List of tasks:
**a.** Answer these questions from the memoir passage about losing a mother:
(i) Where was the narrator on the Friday night when the snow began?
(ii) What did the narrator's mother say she wanted to see before she died?
(iii) On what date did the narrator learn of the pregnancy?
**b.** Write the next part of the memoir passage about losing a mother, picking up after its final sentence.

*** Text segment ***

A week later, on a Friday night, I was at my brother’s high school football game. It started to snow flurry and I became so sad at the sight of it. I wanted to close my eyes and make it go away. Deep down I knew what would happen that night. My Mom told us that all she wanted to see before she died was snow. My Mom had a fall a couple days before the game and was in the hospital not doing well. Late that very night, after everything, and the snow, had settled, my Mom passed away.

My life after my Mom’s death was a blur. Although there were both good and bad times, I don’t’ believe I really started to feel real happiness until I met my husband, I was married and I became pregnant with our first child. Prior to this, I had defined my life by: my life before and my life after my Mom died. Getting pregnant did not come easy. After a year of trying we found out, on what would have been my Mom’s 66th birthday, that I was pregnant. My Dr. said we conceived on Mother’s Day weekend. I couldn’t help but feel that she was looking out for us.

*** End of Text segment ***
*** Extracted data ***

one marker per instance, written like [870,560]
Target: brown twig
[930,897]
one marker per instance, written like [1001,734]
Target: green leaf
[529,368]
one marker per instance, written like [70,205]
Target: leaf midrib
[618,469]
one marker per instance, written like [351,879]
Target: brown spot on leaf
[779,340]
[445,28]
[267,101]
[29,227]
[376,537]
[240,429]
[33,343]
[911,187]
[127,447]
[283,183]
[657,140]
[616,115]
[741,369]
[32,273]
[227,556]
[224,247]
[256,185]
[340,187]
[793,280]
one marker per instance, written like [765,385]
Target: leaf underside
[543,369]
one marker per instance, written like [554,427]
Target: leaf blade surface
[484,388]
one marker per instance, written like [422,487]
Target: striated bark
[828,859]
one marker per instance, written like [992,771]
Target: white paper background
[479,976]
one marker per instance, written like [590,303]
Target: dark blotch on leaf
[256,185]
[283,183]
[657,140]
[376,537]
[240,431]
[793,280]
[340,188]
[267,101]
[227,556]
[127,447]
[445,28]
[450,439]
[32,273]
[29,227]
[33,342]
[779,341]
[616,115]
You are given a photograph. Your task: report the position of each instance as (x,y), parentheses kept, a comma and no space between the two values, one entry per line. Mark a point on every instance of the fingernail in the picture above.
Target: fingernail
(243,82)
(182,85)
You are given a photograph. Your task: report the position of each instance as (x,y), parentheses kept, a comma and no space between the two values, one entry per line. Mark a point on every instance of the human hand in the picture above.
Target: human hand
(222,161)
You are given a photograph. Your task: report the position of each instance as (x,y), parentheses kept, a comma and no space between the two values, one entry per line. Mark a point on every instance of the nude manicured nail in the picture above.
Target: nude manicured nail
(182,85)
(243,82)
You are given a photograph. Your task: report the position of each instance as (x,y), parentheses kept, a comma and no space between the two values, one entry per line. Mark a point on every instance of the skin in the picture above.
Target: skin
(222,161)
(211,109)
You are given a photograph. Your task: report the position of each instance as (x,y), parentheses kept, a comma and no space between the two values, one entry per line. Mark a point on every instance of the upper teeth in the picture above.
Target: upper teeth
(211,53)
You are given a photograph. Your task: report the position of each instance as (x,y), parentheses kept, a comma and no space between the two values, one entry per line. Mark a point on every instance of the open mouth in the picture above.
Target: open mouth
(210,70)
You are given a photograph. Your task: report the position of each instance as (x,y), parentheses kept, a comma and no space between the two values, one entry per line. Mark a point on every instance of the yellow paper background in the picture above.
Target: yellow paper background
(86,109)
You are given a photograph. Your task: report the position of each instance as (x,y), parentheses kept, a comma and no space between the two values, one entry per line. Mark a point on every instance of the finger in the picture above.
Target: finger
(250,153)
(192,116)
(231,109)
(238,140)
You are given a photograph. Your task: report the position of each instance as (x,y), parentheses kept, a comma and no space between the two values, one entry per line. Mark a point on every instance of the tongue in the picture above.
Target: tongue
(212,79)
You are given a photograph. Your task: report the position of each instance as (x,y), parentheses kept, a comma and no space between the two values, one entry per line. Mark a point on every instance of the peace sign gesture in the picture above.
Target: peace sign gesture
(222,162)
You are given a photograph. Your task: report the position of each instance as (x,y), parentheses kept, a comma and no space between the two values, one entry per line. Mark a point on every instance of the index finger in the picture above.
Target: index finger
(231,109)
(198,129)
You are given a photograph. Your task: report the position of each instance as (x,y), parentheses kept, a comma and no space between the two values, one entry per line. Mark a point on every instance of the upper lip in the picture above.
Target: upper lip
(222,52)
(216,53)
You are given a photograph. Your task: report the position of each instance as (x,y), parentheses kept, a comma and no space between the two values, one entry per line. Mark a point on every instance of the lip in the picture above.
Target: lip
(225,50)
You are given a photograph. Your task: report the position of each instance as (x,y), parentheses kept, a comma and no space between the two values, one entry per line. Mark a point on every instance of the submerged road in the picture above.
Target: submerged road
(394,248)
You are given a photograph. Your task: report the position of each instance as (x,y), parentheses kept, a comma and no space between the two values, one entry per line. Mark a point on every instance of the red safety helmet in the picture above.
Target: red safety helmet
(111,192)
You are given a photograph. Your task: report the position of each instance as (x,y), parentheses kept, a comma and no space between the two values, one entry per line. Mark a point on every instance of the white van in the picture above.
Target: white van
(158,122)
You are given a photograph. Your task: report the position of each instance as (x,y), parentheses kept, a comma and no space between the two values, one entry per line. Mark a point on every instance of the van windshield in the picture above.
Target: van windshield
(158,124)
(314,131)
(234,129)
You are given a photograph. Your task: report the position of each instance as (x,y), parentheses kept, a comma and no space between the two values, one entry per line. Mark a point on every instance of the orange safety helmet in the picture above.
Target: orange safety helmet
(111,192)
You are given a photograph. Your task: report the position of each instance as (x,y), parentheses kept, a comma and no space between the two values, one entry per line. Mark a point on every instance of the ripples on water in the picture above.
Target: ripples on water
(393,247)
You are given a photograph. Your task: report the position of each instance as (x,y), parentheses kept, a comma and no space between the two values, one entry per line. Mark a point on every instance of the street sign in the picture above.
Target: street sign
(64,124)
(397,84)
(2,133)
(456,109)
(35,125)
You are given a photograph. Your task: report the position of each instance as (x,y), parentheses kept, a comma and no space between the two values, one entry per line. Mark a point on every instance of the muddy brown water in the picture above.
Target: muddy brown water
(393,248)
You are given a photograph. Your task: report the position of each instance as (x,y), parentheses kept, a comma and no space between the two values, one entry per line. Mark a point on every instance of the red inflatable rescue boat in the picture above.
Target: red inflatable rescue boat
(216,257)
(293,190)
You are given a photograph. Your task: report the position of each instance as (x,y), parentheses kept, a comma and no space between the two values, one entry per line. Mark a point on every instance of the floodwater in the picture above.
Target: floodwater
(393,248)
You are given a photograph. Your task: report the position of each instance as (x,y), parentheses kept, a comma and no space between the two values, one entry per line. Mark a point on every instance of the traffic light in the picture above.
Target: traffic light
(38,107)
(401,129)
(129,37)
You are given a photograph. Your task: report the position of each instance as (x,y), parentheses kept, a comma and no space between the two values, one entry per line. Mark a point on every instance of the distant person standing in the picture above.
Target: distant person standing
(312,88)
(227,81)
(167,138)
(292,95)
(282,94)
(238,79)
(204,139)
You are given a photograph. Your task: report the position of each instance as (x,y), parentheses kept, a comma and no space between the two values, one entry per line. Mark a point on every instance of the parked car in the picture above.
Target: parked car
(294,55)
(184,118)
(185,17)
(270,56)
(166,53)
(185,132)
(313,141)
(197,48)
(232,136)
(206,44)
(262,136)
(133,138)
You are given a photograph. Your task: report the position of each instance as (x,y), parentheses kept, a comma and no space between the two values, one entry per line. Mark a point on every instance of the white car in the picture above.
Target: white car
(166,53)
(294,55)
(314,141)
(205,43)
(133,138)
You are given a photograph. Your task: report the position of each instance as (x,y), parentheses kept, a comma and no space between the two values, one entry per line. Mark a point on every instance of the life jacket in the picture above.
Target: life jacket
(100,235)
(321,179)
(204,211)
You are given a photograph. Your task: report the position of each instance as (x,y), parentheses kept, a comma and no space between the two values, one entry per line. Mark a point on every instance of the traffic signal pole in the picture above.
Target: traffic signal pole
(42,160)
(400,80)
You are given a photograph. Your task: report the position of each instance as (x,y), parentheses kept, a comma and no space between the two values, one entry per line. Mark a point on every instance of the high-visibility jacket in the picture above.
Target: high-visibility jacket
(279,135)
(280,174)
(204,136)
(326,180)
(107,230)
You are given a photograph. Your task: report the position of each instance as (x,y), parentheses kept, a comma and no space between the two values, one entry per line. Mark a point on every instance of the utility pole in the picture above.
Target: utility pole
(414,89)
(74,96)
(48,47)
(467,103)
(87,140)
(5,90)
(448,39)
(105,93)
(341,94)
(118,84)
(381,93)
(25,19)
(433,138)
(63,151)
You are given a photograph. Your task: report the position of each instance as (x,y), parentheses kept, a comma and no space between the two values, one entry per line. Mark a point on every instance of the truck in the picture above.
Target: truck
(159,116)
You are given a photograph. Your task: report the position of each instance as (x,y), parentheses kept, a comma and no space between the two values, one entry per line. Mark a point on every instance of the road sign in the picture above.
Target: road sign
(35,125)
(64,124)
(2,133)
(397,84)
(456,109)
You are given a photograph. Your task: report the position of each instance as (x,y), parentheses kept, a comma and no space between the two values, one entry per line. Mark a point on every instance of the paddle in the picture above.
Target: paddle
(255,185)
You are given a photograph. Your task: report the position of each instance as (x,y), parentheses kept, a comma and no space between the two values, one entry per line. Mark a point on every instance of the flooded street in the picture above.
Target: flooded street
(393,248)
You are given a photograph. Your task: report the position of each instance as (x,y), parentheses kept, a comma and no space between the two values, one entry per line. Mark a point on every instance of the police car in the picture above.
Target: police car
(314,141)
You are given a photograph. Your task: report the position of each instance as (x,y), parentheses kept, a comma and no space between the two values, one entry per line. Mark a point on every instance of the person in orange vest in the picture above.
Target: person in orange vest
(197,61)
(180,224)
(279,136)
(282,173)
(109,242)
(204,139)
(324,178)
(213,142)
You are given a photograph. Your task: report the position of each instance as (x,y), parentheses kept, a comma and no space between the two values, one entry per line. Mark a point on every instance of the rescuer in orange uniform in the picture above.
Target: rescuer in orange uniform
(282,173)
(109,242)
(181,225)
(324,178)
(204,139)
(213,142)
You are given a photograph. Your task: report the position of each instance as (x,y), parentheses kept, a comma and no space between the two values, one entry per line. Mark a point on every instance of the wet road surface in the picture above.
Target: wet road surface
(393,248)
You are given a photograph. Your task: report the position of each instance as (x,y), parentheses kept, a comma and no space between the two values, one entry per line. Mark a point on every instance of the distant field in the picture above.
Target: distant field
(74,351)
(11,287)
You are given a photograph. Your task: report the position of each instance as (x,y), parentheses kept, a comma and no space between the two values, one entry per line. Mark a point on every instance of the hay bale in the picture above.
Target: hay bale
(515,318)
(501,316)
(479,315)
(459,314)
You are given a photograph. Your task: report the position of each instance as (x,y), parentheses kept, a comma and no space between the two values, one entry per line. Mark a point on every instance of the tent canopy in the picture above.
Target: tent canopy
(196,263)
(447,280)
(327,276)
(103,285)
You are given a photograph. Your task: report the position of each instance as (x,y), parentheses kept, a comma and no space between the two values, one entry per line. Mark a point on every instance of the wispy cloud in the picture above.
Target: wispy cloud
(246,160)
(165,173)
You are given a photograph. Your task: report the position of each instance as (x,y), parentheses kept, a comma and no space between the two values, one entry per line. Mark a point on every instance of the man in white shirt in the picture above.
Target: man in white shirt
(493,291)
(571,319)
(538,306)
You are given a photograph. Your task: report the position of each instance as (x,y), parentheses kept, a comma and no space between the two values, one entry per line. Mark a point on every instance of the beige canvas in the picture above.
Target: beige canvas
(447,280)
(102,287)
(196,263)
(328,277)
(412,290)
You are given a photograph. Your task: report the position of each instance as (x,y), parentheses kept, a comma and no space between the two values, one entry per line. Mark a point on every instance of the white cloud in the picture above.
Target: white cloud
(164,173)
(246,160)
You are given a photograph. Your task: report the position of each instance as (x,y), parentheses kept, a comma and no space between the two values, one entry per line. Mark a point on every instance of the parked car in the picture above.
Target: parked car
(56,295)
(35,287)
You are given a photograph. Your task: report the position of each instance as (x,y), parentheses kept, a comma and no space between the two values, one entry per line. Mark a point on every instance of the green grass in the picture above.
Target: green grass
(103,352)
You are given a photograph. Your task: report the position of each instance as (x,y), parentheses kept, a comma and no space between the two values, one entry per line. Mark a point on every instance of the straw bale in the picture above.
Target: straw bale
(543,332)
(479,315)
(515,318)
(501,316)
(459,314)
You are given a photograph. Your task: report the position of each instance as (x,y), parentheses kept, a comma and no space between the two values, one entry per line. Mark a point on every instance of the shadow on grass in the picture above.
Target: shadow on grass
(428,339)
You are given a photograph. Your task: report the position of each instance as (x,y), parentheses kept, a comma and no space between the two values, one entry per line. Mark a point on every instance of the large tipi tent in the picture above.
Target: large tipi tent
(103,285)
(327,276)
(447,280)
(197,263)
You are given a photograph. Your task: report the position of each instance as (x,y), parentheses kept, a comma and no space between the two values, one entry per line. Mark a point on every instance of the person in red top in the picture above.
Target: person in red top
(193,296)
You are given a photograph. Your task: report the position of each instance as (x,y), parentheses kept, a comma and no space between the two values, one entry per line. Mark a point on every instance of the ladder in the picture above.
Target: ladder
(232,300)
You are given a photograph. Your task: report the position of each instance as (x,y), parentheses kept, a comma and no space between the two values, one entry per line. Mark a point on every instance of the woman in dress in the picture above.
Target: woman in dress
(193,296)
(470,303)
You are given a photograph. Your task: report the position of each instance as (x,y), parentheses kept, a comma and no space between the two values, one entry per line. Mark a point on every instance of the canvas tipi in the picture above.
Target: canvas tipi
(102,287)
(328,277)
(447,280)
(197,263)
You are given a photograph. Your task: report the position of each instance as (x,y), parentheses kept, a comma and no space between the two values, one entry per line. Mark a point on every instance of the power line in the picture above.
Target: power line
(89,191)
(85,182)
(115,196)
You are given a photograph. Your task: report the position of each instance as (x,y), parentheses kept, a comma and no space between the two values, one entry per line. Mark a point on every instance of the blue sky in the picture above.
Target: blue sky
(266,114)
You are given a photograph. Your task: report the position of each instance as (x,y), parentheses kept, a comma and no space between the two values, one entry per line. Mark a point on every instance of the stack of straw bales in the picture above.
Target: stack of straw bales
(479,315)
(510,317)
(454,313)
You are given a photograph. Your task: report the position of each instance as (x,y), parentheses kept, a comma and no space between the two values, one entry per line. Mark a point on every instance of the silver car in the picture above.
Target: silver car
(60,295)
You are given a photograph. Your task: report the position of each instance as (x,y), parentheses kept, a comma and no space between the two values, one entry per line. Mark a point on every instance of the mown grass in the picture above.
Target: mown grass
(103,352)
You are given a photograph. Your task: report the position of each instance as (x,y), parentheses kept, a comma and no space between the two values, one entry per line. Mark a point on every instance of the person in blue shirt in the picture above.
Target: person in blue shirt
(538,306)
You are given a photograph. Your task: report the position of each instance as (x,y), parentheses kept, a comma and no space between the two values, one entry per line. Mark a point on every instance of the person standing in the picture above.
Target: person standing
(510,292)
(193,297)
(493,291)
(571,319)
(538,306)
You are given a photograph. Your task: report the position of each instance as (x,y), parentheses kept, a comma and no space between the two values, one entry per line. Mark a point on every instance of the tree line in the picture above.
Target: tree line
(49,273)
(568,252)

*** End of Extracted data ***

List of answers:
**a.**
(i) At the narrator's brother's high school football game.
(ii) Snow.
(iii) On what would have been the narrator's mother's 66th birthday.

**b.**
As the reality of the pregnancy set in I became so worried, “would I be a good Mom?” and “would I know what to do?” I soon found myself missing my Mom more than ever. I longed to talk to her and to have her prepare me for this journey. We found out during an ultrasound that we were having a little girl. We decided to name her after my Mom, Audrey. And gave her the middle name, Hope. As she was our Hope for our future. I placed a picture of my Mom holding me as a baby in the nursery, over the crib, so my baby would have my Mom as her guardian angel.


As I took a deep breath and swallowed the memory of my Mom away, I sat and looked at the luggage my husband bought for me. I realized that he too was preparing me for a new journey in my life. My Mom knew she would not be around much longer and wanted me to have something that I could remember her by, something that each time I used I could think of her. She knew that she was really preparing me for the trip of my life, not the class trip. She knew that from that moment on my 12 year old life would never be the same. My husband unknowingly did the same. Now whenever I look at that bag he got me I would think of him and our life before and our life after having children. He knew I was scared, that I was afraid of the delivery and afraid of the unknown. And yet, just like my Mom, he knew it would all be okay. He said to me, with that gift, just like my Mom, “you’re not going to miss this trip.”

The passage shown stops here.